Problem to work on: Extract every entry word for word.

/---

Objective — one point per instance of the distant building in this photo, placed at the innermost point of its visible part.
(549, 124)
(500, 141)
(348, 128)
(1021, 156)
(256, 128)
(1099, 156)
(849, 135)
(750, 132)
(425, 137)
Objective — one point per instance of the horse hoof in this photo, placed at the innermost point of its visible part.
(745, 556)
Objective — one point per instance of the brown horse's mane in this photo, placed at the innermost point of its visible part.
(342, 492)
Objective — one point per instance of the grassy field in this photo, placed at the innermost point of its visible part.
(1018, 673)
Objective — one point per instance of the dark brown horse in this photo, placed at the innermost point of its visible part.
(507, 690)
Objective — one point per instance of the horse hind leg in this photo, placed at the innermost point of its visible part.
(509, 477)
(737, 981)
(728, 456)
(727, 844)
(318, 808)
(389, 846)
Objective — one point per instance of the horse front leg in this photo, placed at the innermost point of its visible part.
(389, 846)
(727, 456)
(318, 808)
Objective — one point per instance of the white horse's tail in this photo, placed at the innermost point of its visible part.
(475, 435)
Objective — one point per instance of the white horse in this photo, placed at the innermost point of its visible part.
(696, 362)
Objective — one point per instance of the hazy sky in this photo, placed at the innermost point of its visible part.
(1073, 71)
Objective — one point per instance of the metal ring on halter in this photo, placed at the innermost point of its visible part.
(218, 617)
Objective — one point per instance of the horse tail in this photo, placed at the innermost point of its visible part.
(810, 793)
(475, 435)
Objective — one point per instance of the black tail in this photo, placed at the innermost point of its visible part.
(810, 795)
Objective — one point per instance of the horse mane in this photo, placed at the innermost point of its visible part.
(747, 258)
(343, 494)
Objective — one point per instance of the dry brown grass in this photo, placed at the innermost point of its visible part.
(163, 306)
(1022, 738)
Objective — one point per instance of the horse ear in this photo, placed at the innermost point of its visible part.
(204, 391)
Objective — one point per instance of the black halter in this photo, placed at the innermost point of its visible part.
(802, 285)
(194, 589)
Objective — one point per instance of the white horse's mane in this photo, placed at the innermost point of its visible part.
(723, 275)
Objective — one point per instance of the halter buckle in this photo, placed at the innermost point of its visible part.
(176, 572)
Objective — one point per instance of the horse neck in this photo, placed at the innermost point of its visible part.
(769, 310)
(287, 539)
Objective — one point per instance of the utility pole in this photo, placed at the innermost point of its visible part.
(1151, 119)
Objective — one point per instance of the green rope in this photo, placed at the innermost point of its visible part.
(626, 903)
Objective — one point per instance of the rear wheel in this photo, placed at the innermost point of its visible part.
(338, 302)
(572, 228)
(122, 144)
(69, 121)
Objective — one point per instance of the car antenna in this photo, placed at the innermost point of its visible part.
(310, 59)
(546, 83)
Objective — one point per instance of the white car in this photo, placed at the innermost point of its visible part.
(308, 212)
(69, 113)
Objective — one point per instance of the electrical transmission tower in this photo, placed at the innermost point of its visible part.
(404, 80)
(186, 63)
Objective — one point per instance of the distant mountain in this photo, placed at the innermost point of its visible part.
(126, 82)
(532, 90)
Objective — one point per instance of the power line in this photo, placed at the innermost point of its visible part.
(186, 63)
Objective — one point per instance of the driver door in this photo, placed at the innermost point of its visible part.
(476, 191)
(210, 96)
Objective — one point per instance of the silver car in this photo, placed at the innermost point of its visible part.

\---

Answer box:
Objective — one point per instance of the distant building in this photo, placed at the innermost point of its visible part.
(549, 124)
(500, 141)
(348, 128)
(1021, 156)
(256, 128)
(1099, 156)
(849, 135)
(750, 132)
(425, 137)
Objective — one point per instance of the horse hoof in this photo, placed at the innermost point of its visible part.
(745, 556)
Objective — one point per instance of the brown horse's mane in this photo, placed at the innermost point of its visible part.
(342, 492)
Objective — one point per instance of the grassy field in this photo, placed at the innermost point of its visible part.
(1018, 673)
Objective — one point per instance of the dark brown horse in this photo, placed at the innermost point of its visible part.
(507, 690)
Objective — one point per instance of the horse hind leg in this photo, placed at the innermost point of its visible part.
(509, 477)
(737, 981)
(728, 456)
(727, 844)
(318, 808)
(389, 846)
Objective — one point per instance of the horse front leg in this photo, placed at the innermost point of its visible part.
(389, 846)
(727, 456)
(318, 808)
Objective — one point per instance of the white horse's tail in this photo, placed at the innermost point of its visible part.
(475, 435)
Objective — one point per instance of the white horse in this photo, placed at the innermost point of its visible part.
(696, 362)
Objective — one point per instance of the hazy sky in this photo, placed at the innermost point of its visible part.
(1073, 71)
Objective — one point per instance of the metal ring on halter in this photo, placed at the innermost point of its visible part.
(218, 617)
Objective — one point per instance of the horse tail in this photo, placed at the innermost point of its visible part.
(810, 793)
(475, 435)
Objective — one point per instance of the black tail in this photo, placed at the innermost point of its visible part.
(810, 795)
Objective — one point per instance of the horse mane in this photo, placed at the innermost point of its visible part.
(747, 258)
(343, 494)
Objective — one point per instance of the dry brown grass in this photo, placed at the innermost point of its visible part.
(163, 306)
(1022, 738)
Objective — one point per instance of the horse ear in this photo, placed at the innermost point of its visible part.
(204, 391)
Objective — one point per instance of the black halter in this photo, placed at the innermost point of its visible part.
(802, 285)
(194, 589)
Objective — one point per instance of the white horse's mane in this photo, placed at the innermost point of its visible part.
(723, 275)
Objective — one point per instance of the halter buckle in this photo, placed at the innermost point of its visible part.
(176, 572)
Objective — one point per instance of the horse neck in this photo, placed at the innermost point of its visible part.
(769, 310)
(287, 539)
Objective — one point per instance of the utility pole in this photo, placed at the innermost point of its visible part.
(1151, 119)
Objective — one point per instance of the green rope in this photo, placed at the innermost point of its visible part.
(626, 903)
Objective — one point per instance of the rear wheel in this photo, placed at the innermost point of its visible part.
(338, 302)
(572, 228)
(122, 144)
(69, 121)
Objective — one point per instance of the car antenna in this photo, placed at the innermost point of its visible part.
(310, 59)
(546, 83)
Objective — one point per instance of the white car in this photo, placed at the innermost point of its visible part.
(308, 212)
(69, 113)
Objective — one point per instance of the electrical transmission tower in this photo, placed at the innermost point of its visible part.
(404, 80)
(186, 63)
Objective — one point per instance of the distant mountain in this photo, placed at the innermost point of its visible part.
(126, 82)
(532, 90)
Objective — one point per instance of the power line in this photo, placed at the innermost point of its visible part.
(186, 63)
Objective — one point per instance of the driver door in this photo, placed at the innermost point of its visible part.
(476, 191)
(210, 96)
Objective — one point per instance of the silver car in this photo, placed at the innermost point of its visible part.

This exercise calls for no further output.